SET TASK
Pick out every line in the records below that contains the string "dark", and copy each one unchanged.

Entries from a point annotation set
━━━━━━━━━━
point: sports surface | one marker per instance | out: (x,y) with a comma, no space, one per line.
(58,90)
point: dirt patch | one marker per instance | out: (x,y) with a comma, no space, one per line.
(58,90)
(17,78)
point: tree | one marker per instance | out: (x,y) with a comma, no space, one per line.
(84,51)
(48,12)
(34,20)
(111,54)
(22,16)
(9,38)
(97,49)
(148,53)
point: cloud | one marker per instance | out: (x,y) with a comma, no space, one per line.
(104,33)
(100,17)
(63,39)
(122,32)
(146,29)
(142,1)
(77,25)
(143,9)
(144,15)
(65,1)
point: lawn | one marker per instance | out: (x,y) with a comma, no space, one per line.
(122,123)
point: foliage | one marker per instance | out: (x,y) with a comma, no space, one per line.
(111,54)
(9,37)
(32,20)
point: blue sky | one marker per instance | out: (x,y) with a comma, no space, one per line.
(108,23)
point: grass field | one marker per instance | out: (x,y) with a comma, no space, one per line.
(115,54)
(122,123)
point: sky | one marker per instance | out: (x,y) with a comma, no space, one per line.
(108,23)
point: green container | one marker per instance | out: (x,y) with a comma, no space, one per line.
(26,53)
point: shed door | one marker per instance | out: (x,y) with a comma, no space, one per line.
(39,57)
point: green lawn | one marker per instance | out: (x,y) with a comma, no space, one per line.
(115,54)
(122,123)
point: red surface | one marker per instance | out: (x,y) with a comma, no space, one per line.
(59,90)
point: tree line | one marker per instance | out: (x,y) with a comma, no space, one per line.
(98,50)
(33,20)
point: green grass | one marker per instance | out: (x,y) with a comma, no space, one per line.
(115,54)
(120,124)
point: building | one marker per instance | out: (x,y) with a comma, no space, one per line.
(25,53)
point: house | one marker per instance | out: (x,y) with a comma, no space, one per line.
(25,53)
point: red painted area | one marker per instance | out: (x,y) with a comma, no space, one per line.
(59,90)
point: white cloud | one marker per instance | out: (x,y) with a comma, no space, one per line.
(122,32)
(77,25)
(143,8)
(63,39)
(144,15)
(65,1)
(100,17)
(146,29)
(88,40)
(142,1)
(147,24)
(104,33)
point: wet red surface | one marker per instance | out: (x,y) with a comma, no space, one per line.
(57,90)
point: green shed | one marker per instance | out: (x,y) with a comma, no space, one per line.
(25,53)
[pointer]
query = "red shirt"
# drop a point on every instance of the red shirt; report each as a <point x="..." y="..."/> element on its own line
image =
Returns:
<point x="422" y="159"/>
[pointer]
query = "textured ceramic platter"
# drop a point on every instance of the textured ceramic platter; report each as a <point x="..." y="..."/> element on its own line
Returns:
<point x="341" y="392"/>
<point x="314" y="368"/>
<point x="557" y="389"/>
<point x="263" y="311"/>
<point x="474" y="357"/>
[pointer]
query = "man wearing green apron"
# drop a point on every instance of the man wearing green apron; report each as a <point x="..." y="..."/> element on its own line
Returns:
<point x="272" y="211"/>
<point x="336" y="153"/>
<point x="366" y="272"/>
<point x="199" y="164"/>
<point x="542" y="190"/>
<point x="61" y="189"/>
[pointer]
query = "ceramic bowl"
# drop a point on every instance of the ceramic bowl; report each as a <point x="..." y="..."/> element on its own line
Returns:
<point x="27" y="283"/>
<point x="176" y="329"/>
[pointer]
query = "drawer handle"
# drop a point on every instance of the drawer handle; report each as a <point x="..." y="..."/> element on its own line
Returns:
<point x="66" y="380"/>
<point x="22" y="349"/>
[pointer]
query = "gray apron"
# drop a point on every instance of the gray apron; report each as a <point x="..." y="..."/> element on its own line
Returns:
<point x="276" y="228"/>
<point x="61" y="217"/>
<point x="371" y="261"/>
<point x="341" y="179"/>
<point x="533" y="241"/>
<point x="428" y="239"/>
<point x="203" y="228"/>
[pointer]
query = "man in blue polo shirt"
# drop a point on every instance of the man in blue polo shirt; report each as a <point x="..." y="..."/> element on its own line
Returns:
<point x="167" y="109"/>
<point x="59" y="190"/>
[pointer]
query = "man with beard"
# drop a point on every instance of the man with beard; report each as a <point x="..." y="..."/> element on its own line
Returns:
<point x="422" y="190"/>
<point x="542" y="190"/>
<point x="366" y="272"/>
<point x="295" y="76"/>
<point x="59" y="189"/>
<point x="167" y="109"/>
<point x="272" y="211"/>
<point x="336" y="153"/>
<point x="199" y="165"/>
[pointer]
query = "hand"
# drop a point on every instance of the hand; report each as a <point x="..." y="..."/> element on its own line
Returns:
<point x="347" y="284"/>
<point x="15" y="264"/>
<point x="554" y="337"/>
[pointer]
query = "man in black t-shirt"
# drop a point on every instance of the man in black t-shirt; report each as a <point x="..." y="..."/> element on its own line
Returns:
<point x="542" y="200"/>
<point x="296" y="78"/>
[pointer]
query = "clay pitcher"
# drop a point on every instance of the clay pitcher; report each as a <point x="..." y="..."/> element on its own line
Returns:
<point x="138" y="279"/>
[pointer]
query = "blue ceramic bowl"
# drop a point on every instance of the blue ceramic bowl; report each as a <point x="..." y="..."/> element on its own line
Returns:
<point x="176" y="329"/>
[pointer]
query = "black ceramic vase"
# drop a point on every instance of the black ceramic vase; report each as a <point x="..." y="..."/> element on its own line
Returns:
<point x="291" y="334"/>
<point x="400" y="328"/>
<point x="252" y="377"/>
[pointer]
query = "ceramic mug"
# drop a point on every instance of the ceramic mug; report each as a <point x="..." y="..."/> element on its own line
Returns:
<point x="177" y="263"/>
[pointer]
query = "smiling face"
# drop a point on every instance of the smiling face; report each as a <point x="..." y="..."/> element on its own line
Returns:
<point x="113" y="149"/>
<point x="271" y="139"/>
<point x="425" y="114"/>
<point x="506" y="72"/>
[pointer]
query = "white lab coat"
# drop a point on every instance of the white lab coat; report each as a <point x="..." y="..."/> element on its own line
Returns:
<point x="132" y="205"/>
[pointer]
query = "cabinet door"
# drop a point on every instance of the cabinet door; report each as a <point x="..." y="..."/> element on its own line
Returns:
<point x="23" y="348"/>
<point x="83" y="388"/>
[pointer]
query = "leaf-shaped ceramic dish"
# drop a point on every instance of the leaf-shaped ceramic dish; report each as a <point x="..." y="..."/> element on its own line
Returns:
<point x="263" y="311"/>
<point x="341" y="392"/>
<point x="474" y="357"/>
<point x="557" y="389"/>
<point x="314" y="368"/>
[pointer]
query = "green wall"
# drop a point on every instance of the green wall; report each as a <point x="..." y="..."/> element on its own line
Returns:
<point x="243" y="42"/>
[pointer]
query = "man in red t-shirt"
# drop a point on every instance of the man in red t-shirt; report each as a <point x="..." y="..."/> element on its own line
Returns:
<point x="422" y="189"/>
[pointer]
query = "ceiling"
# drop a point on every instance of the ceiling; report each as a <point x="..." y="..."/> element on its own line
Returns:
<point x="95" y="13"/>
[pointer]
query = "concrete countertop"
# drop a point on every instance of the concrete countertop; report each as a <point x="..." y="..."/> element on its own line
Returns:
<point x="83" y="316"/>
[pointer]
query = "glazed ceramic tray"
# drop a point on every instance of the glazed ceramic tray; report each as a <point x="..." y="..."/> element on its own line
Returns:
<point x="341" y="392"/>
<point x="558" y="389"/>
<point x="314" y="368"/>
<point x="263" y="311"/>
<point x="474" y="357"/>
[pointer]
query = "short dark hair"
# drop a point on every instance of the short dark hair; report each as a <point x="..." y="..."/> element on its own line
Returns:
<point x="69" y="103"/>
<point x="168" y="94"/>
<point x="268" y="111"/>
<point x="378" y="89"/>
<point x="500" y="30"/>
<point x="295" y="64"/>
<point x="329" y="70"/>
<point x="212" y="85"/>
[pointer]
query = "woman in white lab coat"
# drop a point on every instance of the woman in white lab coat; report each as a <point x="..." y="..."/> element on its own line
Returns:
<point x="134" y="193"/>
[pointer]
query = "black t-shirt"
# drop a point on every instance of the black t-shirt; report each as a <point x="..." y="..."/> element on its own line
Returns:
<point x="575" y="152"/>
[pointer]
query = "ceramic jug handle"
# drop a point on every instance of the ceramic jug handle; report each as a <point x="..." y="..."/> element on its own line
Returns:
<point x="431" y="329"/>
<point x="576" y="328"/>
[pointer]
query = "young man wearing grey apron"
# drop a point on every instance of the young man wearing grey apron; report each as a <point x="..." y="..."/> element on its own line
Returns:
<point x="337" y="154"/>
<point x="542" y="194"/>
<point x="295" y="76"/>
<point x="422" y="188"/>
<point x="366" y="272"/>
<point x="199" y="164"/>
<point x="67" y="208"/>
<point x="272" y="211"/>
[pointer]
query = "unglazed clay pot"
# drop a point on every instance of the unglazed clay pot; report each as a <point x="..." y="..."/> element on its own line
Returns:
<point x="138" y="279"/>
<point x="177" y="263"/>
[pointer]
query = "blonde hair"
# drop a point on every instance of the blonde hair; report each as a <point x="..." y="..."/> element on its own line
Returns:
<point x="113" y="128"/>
━━━━━━━━━━
RESULT OF THIS EXERCISE
query = "short dark hair"
# drop a point on every instance of the short dark hair; report each as a <point x="..." y="..."/> element on its own line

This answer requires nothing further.